» Passage shown

Bio unmasks Robin Williams’ tormented body, soul
A new biography of Robin Williams chronicles the comedian’s topsy-turvy public and private lives, which involved infidelities, groping and flashing of his Mork & Mindy co-star Pam Dawber, rehab from drug and alcohol abuse, and a rare brain disorder diagnosed only after his suicide by hanging in 2014. He was 63.
In Robin (Henry Holt, out May 15), author Dave Itzkoff writes that Williams’ first wife, Valerie Velardi, tolerated his liaisons: “Valerie could never quite bring herself to condemn Robin for his infidelities; she seemed to accept them as an occupational hazard of stardom.”
That changed however, when his two-year affair with a cocktail waitress ended, and the other woman, Michelle Tish Carter, sued him for $6.2 million, alleging (inaccurately, it turned out) that he had given her herpes. The suit became public in 1988, and Velardi divorced Williams that year.
In 1989, Williams would marry Marsha Garces, who had risen from being the family nanny to his professional assistant. But by 2006 his drinking and drug use led to the unraveling of his second marriage. That summer he began a stint at the Hazelden Foundation center, a rehab facility in Oregon.

» Activity 1
Please list every four-digit year mentioned in the article about the Robin Williams biography, in the order they appear.
» Activity 2
From the article about the Robin Williams biography, extract the passage from "In Robin (Henry" up to and including "facility in Oregon.".

» Dataset
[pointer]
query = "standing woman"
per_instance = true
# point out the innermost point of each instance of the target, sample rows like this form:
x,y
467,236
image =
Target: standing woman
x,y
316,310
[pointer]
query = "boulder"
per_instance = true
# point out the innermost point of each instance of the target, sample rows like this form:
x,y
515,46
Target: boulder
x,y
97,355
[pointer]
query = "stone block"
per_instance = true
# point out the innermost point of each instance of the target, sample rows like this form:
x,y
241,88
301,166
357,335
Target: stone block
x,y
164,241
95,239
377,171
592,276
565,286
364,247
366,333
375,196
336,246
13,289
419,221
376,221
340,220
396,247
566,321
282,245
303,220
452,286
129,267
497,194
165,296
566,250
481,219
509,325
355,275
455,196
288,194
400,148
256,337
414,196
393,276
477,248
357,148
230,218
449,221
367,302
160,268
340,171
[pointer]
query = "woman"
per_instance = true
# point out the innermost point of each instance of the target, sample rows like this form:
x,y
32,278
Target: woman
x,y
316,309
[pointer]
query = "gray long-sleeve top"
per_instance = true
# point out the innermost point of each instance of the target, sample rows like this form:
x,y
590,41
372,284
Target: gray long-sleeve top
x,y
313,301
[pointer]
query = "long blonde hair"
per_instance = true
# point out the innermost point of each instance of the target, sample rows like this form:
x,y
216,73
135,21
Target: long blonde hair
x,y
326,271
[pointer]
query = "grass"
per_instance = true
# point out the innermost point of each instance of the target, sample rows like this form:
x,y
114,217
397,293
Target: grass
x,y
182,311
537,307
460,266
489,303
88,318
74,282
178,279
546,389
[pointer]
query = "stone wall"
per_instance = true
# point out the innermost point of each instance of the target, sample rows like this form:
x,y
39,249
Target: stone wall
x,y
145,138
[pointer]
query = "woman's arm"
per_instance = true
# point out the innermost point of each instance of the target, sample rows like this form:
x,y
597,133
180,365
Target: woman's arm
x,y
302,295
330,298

» Your response 1
2014, 1988, 1989, 2006

» Your response 2
In Robin (Henry Holt, out May 15), author Dave Itzkoff writes that Williams’ first wife, Valerie Velardi, tolerated his liaisons: “Valerie could never quite bring herself to condemn Robin for his infidelities; she seemed to accept them as an occupational hazard of stardom.”
That changed however, when his two-year affair with a cocktail waitress ended, and the other woman, Michelle Tish Carter, sued him for $6.2 million, alleging (inaccurately, it turned out) that he had given her herpes. The suit became public in 1988, and Velardi divorced Williams that year.
In 1989, Williams would marry Marsha Garces, who had risen from being the family nanny to his professional assistant. But by 2006 his drinking and drug use led to the unraveling of his second marriage. That summer he began a stint at the Hazelden Foundation center, a rehab facility in Oregon.